Page excerpt>
'''
The following cell demonstrates how to run the calwebb_spec2 pipeline in full, using the above association files as inputs.  Since this takes a bit too long to run in real time during the webinar, the cell has been disabled.  In order to run it offline, simply delete or comment out the top line. 

In [None]:
%%script false --no-raise-error

# loop over the association files (one per exposure)
for asn in asnlist:
    spec2 = Spec2Pipeline()
    spec2.save_results = True
    spec2.output_dir = output_dir
    # skip the flat field correction, since the simulations do not include a full treatment of the throughput
    spec2.flat_field.skip = True
    result = spec2(asn)

In [None]:
# take a look at the results - open the level 2b files

callist = [f for f in glob.glob(output_dir+"*cal.fits")]
callist.sort()
for calfile in callist:
    print(calfile)
'''
Stored records>
'''
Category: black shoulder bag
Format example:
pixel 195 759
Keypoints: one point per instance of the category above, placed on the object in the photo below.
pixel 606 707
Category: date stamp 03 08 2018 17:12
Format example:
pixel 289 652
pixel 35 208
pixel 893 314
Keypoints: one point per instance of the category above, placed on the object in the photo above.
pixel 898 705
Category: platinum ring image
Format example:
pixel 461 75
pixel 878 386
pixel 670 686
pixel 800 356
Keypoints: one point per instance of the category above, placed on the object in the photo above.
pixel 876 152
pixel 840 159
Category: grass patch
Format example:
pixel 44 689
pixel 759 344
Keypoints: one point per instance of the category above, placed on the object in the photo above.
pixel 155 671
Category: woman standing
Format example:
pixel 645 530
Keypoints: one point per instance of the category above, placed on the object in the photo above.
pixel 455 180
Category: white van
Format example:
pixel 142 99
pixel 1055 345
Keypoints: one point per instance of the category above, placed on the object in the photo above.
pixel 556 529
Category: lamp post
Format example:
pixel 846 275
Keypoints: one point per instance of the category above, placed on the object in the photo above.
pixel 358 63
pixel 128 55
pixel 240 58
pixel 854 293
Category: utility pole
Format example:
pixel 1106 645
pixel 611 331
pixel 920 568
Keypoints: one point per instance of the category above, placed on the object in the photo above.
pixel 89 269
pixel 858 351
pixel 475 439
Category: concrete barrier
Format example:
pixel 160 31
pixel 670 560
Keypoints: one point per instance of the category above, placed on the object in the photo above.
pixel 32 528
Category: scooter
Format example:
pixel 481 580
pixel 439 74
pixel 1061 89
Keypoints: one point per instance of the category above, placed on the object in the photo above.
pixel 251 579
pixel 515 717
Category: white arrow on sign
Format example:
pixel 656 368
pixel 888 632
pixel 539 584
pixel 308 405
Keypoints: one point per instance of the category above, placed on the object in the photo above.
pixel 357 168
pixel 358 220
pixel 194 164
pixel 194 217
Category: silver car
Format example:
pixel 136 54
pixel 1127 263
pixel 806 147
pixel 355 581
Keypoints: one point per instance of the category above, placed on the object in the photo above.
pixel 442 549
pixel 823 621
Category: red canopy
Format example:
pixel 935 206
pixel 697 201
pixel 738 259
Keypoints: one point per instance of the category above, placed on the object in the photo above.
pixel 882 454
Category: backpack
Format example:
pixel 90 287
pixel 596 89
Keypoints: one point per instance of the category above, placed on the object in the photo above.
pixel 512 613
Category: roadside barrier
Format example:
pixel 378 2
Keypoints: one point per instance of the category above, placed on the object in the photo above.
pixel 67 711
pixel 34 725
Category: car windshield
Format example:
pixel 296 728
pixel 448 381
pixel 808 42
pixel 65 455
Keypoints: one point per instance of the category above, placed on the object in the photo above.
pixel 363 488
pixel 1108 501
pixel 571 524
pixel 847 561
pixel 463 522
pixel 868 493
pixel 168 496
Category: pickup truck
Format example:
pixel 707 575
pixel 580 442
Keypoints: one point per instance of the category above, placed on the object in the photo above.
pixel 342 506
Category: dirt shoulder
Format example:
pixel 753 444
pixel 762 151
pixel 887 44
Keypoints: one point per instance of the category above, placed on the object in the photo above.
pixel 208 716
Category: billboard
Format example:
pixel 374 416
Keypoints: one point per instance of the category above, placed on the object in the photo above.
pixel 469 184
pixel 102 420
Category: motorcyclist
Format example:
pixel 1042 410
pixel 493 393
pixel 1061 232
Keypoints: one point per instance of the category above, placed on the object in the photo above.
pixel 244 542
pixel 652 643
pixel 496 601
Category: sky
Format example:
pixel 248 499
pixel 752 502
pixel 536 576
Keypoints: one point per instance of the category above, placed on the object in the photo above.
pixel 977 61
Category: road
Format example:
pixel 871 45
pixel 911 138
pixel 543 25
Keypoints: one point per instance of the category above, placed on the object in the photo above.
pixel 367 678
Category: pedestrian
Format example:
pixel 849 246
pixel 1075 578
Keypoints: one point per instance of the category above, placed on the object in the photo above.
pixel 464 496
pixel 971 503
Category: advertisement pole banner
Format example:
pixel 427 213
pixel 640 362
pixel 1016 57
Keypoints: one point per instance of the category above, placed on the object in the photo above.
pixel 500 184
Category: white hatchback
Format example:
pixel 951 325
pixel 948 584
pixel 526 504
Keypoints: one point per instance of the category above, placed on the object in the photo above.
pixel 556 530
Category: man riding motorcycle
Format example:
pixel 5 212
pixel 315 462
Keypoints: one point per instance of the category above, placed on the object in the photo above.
'''
Required actions>
1. Using only the calwebb_spec2 excerpt, answer these:
(a) Which correction does the loop skip, and for what stated reason?
(b) What does the excerpt say to do to run the full pipeline offline?
(c) Which files are gathered into callist?
2. Pick up the calwebb_spec2 excerpt after its final line and keep going in the same style.

Responses to the tasks>
1.
(a) The flat field correction is skipped because the simulations do not include a full treatment of the throughput.
(b) Delete or comment out the top line.
(c) The level 2b files in output_dir whose names match "*cal.fits".

2.
    cal = datamodels.open(calfile) # this contains the calibrated unrectified 2D spectrum
    root = calfile[:-9]
    s2d = datamodels.open(root+'_s2d.fits')  # this contains the calibrated *rectified* 2D spectrum
    x1d = datamodels.open(root+'_x1d.fits')  # this contains the aperture-extracted 1D spectrum
    
    for slit in cal.slits:
        # this data model is set up to handle multiple slits, which is mainly needed for MOS and WFSS data
        # in this case, there is only one slit, S200A1
        print(slit.name)
        
        calsci = slit.data  # contains the pixel data from the cal file (SCI extension)
        s2dsci = s2d.slits[0].data  # contains the pixel data from the s2d file
    
        # determine the wavelength scale of the s2d data for plotting purposes
        # get the data model WCS object
        wcsobj = s2d.slits[0].meta.wcs
        y, x = np.mgrid[:s2dsci.shape[0], : s2dsci.shape[1]]  # grid of pixel x,y indices
        det2sky = wcsobj.get_transform('detector', 'world')  # the coordinate transform from detector space (pixels) to sky (RA, DEC in degrees)
        ra, dec, s2dwave = det2sky(x, y)  # RA, Dec, wavelength (microns) for each pixel
        s2dwaves = s2dwave[0, :]  # only need a single row of values since this is the rectified spectrum
        xtint = np.arange(100, s2dsci.shape[1], 100)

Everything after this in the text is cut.